(Referring expression data)
= Beginning of Section =

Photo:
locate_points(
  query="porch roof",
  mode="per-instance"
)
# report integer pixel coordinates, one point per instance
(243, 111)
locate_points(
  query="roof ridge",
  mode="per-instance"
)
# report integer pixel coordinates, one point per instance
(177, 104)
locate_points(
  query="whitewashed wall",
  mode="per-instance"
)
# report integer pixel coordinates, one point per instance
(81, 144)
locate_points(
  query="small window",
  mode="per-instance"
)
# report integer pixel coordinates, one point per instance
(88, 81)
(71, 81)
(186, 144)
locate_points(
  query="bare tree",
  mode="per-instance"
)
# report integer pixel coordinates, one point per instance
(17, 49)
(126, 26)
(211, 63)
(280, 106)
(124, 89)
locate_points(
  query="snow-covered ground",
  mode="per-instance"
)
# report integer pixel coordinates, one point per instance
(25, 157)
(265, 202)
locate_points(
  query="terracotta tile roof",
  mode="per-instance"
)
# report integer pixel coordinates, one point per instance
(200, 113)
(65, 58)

= End of Section =
= Beginning of Section =

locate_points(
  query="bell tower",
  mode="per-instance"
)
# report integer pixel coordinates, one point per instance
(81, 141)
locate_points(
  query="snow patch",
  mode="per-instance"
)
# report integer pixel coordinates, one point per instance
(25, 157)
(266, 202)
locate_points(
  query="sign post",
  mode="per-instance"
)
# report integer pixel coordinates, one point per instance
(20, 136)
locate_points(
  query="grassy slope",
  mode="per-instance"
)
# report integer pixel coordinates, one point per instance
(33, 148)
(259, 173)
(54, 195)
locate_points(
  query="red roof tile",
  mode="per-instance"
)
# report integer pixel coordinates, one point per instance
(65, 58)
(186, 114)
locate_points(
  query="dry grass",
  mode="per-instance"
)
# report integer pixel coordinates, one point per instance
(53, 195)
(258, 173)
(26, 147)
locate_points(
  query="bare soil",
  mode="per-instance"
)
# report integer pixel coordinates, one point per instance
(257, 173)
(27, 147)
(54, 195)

= End of Section =
= Beginning of Section =

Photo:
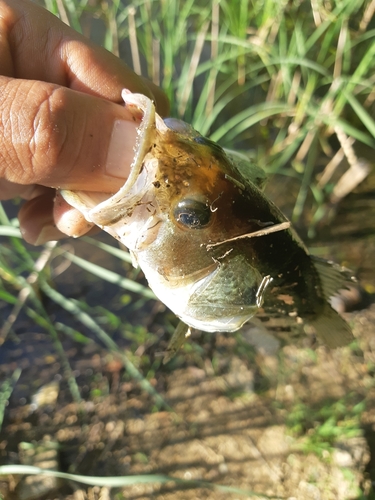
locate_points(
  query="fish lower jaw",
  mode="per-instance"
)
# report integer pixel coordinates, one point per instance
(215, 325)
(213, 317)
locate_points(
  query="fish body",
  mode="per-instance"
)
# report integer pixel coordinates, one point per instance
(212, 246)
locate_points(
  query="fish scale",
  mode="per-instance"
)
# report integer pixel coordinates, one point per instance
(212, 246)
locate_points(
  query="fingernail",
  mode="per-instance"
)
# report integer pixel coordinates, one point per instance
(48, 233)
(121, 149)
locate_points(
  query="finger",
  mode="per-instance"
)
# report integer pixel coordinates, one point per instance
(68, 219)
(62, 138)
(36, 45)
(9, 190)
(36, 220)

= End of Section =

What the exercise asks: Look over the records above and say, with no extra words, how many lines include "tile".

Solution below: 2